(INSTRUCTIONS FOR THE TASK): Return exactly the lines that run from the one containing "In this exercise you will spot each instance of the dirt" to the end of the entries, with both ends included.

(EXERCISE DATA):
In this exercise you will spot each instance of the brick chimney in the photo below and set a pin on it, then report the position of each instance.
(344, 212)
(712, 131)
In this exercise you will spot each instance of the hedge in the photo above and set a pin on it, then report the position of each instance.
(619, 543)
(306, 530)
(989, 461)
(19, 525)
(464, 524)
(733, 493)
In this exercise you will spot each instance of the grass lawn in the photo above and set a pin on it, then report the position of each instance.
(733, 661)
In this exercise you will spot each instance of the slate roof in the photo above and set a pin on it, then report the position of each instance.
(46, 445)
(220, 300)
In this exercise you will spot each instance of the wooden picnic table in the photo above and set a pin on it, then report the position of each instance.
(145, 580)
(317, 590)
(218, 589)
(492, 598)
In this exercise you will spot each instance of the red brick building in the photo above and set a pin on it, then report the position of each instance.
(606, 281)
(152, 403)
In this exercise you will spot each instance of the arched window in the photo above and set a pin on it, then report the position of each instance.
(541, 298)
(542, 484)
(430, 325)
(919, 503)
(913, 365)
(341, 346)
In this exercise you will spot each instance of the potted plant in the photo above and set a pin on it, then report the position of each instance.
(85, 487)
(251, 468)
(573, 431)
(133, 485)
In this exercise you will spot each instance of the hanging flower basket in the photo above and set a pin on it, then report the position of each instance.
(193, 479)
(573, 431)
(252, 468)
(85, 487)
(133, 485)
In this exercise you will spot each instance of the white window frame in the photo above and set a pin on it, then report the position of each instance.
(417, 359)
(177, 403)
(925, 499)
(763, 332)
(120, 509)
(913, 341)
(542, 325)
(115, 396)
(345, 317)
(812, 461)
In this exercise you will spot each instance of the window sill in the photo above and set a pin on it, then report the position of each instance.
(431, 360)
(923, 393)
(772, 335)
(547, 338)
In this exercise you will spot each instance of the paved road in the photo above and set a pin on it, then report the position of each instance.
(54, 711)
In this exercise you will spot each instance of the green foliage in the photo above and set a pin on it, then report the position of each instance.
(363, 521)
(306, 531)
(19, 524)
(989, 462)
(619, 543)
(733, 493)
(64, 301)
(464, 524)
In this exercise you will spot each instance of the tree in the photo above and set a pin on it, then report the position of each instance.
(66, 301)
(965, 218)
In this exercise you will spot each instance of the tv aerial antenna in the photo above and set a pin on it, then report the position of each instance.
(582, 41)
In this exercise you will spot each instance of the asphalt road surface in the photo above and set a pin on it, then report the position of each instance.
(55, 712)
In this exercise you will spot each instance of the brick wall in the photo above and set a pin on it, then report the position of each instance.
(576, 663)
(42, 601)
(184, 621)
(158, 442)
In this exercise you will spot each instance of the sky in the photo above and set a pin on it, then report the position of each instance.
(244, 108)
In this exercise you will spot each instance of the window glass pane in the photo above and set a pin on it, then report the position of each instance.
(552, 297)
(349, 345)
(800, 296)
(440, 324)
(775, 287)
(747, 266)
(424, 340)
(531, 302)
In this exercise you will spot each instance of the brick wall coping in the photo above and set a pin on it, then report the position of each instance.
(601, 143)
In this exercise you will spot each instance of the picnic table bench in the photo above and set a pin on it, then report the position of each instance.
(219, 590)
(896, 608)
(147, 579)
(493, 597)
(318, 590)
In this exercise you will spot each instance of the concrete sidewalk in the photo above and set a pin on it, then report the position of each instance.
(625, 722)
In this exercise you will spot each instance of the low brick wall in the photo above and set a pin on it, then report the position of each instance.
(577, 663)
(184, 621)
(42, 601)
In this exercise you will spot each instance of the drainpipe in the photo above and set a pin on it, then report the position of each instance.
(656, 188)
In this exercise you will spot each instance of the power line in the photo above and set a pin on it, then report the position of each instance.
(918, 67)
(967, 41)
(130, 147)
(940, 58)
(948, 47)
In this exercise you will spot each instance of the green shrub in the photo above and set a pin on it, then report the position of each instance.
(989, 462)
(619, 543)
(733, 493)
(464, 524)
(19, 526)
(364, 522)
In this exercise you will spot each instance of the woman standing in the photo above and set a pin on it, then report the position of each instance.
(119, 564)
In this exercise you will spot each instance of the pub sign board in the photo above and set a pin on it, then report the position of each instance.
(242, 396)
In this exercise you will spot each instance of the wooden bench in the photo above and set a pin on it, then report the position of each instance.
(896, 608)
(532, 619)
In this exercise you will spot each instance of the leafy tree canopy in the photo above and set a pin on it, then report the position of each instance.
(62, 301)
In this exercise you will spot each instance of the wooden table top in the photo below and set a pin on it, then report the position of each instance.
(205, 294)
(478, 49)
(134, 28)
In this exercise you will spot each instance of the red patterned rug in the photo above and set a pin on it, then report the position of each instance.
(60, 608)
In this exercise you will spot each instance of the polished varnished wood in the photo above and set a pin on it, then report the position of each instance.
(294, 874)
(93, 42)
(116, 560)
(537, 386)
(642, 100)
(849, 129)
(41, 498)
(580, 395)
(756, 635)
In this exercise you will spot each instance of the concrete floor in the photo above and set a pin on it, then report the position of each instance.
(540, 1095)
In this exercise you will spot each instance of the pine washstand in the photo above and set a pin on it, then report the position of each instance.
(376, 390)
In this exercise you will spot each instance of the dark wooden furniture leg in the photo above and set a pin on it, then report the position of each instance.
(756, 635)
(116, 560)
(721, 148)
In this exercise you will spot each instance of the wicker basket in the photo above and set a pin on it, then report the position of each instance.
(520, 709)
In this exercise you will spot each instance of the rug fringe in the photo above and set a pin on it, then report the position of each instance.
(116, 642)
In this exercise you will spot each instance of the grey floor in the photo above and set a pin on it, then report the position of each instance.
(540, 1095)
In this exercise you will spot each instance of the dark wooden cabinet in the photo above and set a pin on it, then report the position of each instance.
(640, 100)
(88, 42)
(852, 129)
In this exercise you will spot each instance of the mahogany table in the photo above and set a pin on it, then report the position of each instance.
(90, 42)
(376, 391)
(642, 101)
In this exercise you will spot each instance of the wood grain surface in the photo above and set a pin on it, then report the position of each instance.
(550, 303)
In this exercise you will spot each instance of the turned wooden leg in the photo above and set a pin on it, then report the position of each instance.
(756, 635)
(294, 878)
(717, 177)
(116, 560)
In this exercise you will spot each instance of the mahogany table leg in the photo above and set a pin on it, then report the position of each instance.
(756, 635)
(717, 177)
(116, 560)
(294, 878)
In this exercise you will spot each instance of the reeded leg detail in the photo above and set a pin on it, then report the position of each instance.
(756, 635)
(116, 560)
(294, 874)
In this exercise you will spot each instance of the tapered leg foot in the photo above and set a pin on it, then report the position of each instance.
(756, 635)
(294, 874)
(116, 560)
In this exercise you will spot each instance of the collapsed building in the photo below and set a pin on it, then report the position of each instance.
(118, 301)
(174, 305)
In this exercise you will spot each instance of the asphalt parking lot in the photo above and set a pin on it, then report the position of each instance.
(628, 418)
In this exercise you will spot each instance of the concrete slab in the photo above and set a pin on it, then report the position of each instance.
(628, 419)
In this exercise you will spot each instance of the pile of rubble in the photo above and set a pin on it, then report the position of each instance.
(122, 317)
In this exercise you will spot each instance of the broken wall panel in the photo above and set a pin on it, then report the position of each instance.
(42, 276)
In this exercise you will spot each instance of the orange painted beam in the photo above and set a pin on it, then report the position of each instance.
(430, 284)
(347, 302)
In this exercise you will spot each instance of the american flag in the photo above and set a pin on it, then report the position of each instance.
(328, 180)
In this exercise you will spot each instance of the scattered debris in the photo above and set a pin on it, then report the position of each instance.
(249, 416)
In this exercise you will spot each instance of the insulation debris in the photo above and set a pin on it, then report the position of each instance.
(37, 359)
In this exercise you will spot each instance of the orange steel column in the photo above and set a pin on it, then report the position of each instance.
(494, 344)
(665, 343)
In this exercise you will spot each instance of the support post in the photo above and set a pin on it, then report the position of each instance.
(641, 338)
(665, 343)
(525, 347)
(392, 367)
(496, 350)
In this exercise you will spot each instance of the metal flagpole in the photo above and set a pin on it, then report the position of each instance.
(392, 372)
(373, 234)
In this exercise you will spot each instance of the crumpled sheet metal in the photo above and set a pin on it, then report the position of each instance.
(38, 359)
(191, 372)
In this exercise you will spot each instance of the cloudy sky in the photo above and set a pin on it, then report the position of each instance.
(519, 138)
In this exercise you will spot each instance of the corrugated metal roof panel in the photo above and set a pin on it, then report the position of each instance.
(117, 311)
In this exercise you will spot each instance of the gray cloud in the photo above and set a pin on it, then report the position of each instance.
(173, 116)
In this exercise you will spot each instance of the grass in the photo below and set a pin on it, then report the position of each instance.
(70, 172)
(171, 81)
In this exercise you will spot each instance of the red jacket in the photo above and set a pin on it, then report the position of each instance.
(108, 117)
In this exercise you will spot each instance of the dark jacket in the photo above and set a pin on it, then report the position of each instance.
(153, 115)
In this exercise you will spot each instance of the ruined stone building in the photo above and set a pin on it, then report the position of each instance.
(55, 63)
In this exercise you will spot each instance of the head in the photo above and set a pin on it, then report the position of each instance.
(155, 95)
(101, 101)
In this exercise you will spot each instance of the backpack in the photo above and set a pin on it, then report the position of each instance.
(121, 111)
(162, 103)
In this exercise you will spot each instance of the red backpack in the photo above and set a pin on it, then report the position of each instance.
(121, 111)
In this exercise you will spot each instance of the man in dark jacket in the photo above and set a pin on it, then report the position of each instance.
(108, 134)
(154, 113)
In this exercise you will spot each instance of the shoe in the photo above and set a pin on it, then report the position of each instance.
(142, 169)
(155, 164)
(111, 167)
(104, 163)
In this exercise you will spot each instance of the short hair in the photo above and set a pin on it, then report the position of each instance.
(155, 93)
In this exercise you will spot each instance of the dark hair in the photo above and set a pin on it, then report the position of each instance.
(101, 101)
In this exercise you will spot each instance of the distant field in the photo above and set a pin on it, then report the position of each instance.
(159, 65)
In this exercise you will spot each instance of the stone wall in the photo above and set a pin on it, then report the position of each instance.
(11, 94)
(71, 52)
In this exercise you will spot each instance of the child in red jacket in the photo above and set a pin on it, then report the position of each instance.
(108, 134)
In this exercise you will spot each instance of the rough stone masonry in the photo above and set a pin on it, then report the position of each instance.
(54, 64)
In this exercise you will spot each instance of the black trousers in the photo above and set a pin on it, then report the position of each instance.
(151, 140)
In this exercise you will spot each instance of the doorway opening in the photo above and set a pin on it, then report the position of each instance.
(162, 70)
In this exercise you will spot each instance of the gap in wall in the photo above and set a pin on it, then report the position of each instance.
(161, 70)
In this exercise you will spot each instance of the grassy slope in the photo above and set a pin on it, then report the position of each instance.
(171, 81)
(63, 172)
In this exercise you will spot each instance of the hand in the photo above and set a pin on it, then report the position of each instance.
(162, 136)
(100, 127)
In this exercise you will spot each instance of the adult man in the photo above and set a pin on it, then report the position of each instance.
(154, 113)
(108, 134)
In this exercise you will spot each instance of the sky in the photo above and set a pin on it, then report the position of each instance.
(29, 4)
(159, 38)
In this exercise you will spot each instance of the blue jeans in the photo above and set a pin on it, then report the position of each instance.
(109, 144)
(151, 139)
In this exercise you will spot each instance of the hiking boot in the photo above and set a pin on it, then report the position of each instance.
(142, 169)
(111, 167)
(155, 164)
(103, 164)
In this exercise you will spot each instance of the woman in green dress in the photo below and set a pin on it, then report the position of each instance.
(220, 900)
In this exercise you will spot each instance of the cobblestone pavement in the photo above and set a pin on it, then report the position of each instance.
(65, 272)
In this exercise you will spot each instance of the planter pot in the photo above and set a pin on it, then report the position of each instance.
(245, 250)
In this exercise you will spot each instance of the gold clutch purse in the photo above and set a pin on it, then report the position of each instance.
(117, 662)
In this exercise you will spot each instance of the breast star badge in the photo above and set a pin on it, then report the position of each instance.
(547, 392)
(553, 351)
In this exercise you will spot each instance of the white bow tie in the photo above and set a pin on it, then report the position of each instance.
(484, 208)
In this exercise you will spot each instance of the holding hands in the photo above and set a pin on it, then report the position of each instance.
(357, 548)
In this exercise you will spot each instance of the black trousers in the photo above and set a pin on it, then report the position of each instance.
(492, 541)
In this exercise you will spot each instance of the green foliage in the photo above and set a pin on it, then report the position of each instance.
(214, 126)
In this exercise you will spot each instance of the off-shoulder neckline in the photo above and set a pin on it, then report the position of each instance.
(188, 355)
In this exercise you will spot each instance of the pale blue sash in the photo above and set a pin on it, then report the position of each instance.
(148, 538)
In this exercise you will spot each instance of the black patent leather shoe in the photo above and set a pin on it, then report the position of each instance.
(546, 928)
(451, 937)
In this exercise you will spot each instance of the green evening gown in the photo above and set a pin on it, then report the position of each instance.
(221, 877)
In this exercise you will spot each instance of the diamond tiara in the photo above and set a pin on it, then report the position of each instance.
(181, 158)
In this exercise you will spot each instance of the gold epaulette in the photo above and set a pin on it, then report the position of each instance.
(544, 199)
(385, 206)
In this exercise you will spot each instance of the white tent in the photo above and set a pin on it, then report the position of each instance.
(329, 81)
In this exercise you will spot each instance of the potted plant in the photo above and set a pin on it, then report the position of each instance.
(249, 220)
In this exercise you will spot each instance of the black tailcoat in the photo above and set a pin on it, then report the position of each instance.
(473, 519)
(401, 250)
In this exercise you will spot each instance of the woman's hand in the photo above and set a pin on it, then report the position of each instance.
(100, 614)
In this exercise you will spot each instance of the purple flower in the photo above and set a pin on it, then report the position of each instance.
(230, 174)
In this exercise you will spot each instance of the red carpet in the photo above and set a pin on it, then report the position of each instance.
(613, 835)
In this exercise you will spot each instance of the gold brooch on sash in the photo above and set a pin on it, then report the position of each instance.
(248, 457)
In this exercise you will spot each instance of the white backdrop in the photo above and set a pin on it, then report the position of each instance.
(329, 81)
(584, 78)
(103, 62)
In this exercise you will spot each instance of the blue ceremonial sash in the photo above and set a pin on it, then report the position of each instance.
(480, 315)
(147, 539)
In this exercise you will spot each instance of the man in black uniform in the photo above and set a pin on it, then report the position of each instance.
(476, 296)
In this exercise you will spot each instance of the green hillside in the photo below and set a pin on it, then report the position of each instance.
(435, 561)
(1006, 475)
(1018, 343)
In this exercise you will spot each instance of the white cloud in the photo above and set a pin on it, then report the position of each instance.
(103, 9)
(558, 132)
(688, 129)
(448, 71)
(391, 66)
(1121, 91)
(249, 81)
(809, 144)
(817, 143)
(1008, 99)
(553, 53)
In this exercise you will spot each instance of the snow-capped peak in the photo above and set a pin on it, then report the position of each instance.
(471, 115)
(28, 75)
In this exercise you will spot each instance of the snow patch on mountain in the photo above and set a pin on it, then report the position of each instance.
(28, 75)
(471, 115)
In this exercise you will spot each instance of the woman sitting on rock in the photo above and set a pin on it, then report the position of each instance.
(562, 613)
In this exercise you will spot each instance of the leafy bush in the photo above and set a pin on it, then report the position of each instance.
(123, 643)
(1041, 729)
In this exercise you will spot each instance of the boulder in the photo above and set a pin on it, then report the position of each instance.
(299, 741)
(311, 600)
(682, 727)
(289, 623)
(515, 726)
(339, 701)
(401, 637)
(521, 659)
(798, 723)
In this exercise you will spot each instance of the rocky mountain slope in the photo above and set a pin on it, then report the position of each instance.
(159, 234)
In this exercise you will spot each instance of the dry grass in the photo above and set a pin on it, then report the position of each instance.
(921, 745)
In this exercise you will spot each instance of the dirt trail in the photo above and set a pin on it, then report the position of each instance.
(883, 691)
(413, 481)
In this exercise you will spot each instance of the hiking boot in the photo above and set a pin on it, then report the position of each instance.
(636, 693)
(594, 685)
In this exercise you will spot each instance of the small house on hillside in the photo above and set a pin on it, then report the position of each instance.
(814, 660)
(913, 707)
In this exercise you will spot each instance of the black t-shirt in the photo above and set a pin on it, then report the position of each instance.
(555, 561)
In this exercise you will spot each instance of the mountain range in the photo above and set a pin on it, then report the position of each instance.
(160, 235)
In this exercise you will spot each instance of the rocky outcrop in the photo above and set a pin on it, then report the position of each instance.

(SOLUTION):
In this exercise you will spot each instance of the dirt trail in the photo above and set a pin on it, then report the position of each instance.
(883, 691)
(413, 481)
In this exercise you will spot each instance of the hiking boot in the photo above and set a pin on it, then report the position of each instance.
(636, 693)
(594, 685)
In this exercise you will spot each instance of the small house on hillside in the photo above and set a pin on it, then report the position of each instance.
(814, 660)
(913, 707)
In this exercise you will spot each instance of the black t-shirt in the photo above and set a pin on it, then report the position of each instance.
(555, 561)
In this exercise you will spot each instance of the mountain range in the photo above and set a pin on it, then report the position of each instance.
(160, 235)
In this exercise you will spot each instance of the rocky outcrop in the photo above and set a pin on it, then report the position of each instance.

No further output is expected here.